Given request:
Count how many lines in the rows below contain the string "japanese". Reply with the number only.

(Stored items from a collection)

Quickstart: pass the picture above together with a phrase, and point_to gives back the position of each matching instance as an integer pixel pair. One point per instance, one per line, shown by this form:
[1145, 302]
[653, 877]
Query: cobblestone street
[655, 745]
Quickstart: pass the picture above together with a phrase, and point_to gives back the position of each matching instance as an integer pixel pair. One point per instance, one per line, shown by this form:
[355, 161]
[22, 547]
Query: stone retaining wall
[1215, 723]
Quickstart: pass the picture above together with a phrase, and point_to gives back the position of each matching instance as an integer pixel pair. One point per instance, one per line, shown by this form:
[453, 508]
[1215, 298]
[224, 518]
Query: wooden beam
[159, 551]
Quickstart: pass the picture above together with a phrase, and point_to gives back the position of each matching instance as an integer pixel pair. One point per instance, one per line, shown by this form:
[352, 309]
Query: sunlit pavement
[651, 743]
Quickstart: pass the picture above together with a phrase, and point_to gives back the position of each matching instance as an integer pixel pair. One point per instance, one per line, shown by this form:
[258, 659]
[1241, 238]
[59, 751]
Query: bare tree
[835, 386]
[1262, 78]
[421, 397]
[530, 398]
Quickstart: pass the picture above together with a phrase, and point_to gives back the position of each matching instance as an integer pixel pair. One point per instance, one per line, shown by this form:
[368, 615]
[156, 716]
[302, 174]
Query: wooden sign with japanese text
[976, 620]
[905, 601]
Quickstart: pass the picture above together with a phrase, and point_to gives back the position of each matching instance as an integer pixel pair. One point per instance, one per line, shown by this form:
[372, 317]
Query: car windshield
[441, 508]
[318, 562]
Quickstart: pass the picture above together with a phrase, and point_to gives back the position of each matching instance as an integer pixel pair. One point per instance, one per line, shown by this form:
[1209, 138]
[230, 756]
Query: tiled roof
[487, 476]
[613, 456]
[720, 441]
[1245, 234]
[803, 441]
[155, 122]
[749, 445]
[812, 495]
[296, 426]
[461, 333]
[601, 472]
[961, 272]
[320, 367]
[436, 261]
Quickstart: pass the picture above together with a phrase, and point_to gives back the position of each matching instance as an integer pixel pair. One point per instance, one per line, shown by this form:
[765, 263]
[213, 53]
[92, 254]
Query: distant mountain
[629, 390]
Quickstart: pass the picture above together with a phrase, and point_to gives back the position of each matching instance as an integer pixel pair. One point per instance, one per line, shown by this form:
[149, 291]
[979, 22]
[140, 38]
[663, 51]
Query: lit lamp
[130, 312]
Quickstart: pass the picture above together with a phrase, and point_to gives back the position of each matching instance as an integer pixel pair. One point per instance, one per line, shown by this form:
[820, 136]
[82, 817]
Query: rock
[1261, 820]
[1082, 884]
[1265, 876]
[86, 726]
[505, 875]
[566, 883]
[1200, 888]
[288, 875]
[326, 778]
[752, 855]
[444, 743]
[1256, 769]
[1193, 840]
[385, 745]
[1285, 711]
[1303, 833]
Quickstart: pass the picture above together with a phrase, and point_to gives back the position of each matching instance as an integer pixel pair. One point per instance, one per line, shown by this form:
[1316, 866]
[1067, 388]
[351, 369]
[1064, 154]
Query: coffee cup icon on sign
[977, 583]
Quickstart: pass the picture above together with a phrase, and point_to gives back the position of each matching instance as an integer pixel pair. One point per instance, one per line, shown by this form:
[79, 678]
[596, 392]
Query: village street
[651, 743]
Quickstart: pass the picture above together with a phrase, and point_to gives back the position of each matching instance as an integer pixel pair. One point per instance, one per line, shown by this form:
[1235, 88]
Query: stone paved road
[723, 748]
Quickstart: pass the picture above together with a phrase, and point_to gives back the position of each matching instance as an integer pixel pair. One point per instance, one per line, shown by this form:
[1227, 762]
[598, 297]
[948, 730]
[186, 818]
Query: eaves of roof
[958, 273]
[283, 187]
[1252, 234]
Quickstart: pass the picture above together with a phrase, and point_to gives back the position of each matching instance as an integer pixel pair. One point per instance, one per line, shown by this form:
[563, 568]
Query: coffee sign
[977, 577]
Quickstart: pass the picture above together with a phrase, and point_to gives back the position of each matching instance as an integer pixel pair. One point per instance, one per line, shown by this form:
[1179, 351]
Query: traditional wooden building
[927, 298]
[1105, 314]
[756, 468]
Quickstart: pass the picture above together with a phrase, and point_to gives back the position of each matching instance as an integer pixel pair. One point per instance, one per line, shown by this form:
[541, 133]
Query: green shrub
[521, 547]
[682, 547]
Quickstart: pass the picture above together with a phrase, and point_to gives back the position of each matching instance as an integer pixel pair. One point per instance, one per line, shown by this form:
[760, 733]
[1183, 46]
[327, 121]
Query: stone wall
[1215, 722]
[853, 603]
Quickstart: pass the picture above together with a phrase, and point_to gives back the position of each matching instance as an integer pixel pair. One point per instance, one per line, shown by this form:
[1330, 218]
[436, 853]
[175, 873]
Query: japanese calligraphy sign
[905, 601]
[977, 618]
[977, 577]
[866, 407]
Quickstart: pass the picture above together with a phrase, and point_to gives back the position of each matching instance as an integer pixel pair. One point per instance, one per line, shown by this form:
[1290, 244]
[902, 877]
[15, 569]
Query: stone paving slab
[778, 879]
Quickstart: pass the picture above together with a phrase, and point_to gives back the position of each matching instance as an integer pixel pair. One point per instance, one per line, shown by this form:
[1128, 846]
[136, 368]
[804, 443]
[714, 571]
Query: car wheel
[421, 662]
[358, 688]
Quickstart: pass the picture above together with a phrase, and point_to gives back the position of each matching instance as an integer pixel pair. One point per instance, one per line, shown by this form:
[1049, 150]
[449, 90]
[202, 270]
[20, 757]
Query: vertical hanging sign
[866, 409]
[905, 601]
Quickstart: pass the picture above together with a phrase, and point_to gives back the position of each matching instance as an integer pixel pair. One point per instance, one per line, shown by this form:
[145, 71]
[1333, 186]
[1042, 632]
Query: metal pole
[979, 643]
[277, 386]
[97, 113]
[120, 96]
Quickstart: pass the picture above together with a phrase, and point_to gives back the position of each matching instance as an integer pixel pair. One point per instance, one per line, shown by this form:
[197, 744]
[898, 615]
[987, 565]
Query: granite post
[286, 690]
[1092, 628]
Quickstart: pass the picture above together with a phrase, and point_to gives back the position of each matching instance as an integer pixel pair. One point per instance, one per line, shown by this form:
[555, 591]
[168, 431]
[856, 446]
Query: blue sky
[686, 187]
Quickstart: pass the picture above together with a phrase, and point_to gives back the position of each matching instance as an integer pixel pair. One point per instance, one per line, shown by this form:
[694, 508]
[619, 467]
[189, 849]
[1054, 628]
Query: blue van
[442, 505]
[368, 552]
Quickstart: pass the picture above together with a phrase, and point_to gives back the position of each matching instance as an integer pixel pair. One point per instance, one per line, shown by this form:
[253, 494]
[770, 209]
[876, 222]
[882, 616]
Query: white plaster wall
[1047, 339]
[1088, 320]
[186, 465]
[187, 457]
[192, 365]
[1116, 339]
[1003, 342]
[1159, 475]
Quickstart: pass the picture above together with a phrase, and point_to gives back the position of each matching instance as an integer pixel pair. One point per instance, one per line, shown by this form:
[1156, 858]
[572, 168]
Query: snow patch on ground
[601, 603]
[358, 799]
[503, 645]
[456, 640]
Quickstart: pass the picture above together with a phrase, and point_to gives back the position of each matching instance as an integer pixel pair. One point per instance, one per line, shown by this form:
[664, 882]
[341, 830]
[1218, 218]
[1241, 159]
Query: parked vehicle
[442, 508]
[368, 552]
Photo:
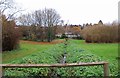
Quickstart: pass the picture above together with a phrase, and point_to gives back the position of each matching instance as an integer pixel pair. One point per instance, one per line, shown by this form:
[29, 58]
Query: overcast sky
[77, 11]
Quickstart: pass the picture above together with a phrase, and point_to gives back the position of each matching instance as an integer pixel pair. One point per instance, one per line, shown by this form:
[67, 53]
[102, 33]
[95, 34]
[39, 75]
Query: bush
[63, 36]
[100, 34]
[10, 35]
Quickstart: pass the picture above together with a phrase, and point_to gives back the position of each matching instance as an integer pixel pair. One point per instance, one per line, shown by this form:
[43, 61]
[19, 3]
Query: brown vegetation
[101, 34]
[10, 35]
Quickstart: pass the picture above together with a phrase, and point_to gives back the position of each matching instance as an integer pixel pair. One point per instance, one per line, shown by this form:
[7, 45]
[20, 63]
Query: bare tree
[9, 8]
[50, 19]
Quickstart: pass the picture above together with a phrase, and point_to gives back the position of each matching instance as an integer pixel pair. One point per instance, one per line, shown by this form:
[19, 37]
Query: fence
[105, 66]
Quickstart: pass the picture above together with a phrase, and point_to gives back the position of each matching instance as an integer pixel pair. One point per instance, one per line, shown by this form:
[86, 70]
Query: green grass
[24, 50]
[77, 51]
[108, 51]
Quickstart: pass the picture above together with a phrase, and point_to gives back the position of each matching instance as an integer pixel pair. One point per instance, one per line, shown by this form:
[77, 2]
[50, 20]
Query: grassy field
[26, 48]
[77, 51]
[108, 51]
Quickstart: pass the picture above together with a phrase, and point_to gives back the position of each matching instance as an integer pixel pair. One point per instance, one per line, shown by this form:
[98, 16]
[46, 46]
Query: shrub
[100, 34]
[10, 35]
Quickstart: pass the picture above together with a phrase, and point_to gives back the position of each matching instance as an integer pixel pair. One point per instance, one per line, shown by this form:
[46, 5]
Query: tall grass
[101, 34]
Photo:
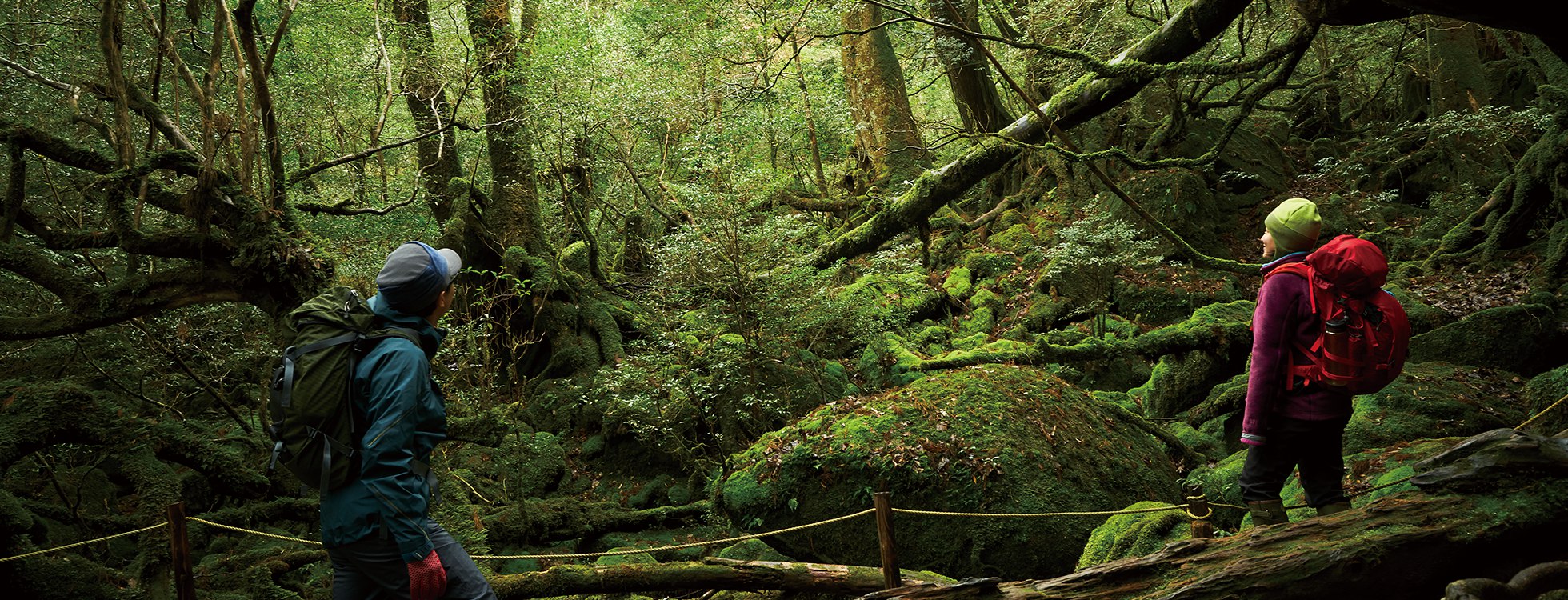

The completed task:
2